However, in the name of raising resources precisely for meeting the situation, the president has announced that her government will undertake large-scale disinvestment of the public sector “while ensuring that government equity does not fall below 51 per cent”.  What the Left parties were able to prevent during the course of the last five years has now been brought to the centre stage.  This comes at a time when the US government has virtually nationalised General Motors which declared bankruptcy!  Surely, resources need to be raised, but this must come from those sections who can afford and must part with their profits for nation building. This cannot come by decimating what has already been built by the public sector.  During the first four years of the UPA government, the top ten corporate houses in India have more than doubled their asset value. Given a corporate tax rate of 33 per cent, not one of them have paid this amount to the government's exchequer.  Only two of them have crossed the 30 per cent mark. Out of the rest only one has crossed the 20 per cent mark.  The rest pay even less with one of them having an effective tax rate of 0.08 per cent.  These loopholes through which such a non-compliance of the declared tax regime is being allowed must be plugged rather than dispensing with the country's assets.
-*-*-
— GIVEN EXERCISE —
Reproduce the passage on public-sector disinvestment and corporate tax rates word for word, from start to finish.

— MATERIAL PROVIDED —
-*-*-
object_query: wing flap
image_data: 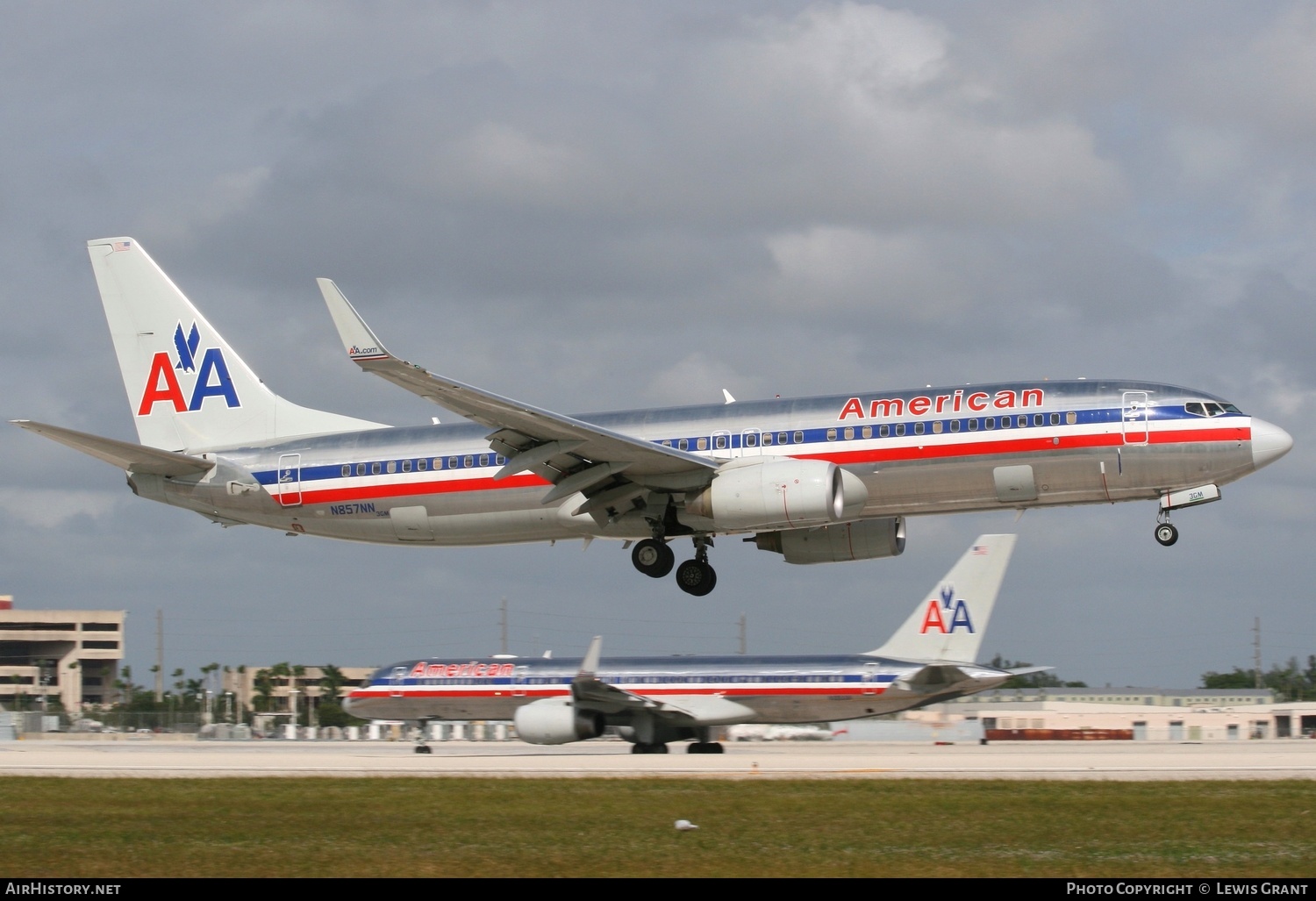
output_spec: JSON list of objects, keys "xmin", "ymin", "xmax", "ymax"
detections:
-*-*-
— EXERCISE RESPONSE —
However, in the name of raising resources precisely for meeting the situation, the president has announced that her government will undertake large-scale disinvestment of the public sector “while ensuring that government equity does not fall below 51 per cent”.  What the Left parties were able to prevent during the course of the last five years has now been brought to the centre stage.  This comes at a time when the US government has virtually nationalised General Motors which declared bankruptcy!  Surely, resources need to be raised, but this must come from those sections who can afford and must part with their profits for nation building. This cannot come by decimating what has already been built by the public sector.  During the first four years of the UPA government, the top ten corporate houses in India have more than doubled their asset value. Given a corporate tax rate of 33 per cent, not one of them have paid this amount to the government's exchequer.  Only two of them have crossed the 30 per cent mark. Out of the rest only one has crossed the 20 per cent mark.  The rest pay even less with one of them having an effective tax rate of 0.08 per cent.  These loopholes through which such a non-compliance of the declared tax regime is being allowed must be plugged rather than dispensing with the country's assets.